**EXTRACTED MATERIAL:**
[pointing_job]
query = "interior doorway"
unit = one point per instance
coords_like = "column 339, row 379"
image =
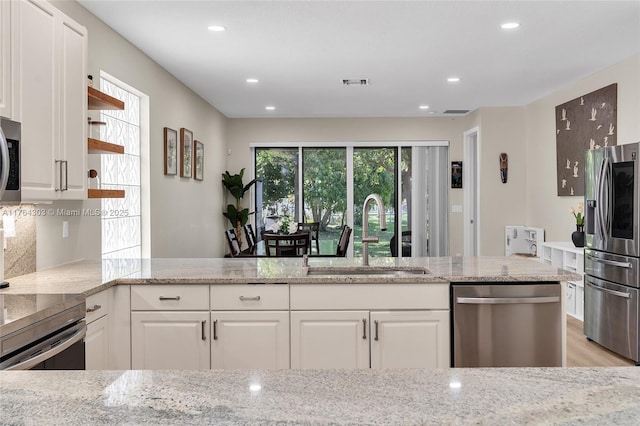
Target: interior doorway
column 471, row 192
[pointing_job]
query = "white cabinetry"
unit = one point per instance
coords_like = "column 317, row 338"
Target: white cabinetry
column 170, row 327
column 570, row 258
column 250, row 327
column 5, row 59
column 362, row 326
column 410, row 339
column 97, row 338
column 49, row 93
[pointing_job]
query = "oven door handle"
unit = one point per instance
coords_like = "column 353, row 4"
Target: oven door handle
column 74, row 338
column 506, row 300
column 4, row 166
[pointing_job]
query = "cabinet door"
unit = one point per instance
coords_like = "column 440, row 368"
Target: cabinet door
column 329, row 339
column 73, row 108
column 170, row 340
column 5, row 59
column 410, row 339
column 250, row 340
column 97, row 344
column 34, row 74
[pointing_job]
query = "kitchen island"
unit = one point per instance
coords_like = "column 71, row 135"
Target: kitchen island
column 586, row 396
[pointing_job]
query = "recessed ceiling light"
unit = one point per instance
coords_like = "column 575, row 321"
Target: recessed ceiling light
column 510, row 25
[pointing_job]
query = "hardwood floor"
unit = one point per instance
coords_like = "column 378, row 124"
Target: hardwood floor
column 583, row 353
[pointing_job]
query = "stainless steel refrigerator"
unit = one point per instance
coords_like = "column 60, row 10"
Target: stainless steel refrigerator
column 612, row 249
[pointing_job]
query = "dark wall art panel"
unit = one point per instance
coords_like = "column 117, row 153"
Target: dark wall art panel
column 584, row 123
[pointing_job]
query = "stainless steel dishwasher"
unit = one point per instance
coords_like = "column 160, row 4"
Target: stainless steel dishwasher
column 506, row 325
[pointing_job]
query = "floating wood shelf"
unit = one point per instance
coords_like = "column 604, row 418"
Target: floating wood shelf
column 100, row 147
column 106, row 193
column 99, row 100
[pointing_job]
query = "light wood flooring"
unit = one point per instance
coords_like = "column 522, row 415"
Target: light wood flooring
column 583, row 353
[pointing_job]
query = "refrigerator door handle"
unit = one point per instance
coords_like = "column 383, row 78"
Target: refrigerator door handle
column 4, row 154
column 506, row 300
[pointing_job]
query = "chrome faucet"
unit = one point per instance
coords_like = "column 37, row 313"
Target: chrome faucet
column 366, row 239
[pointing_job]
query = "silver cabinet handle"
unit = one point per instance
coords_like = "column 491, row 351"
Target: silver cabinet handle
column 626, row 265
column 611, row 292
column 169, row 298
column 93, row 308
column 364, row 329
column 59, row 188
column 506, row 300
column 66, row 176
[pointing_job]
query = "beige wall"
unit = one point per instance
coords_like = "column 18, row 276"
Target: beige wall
--
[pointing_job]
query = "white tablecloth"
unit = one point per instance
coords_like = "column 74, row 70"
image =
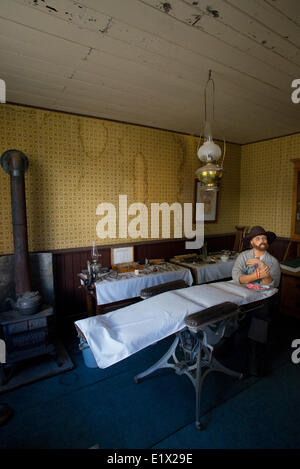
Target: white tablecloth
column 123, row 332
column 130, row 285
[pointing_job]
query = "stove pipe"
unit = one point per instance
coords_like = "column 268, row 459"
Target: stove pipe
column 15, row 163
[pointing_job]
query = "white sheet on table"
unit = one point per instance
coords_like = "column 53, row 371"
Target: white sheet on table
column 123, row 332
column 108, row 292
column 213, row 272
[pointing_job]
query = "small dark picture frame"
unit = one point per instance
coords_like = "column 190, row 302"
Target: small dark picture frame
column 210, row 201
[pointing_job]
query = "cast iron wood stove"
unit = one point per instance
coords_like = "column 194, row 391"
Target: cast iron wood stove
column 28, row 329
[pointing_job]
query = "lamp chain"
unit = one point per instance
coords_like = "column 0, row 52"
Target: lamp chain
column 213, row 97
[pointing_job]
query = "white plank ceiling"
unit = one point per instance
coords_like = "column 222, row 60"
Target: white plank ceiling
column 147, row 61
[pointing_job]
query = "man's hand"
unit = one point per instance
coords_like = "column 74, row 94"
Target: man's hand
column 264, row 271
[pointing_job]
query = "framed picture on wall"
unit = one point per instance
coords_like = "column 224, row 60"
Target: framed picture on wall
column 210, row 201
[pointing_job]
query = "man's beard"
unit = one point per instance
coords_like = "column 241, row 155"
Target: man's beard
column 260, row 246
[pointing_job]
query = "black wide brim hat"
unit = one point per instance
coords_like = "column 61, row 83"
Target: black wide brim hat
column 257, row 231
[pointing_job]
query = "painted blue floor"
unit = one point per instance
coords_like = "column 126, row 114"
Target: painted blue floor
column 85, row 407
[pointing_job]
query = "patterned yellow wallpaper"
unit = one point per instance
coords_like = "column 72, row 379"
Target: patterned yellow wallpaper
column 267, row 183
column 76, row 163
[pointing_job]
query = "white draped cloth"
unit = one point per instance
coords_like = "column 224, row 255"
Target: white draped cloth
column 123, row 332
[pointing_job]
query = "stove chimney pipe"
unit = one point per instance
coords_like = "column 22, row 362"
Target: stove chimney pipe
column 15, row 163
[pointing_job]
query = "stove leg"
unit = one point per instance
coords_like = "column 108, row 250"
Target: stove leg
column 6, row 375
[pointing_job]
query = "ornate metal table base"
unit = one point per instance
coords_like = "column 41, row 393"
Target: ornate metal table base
---
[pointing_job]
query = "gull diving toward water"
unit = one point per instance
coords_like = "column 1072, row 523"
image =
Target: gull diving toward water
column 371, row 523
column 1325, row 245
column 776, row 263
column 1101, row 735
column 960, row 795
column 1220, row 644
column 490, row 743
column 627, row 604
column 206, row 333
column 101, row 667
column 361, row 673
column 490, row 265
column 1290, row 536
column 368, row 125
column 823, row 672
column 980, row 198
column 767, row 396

**WRITTEN EXERCISE:**
Count the lines in the records above that contain the string "framed", with case counting, and give only that number.

**ANSWER BELOW:**
2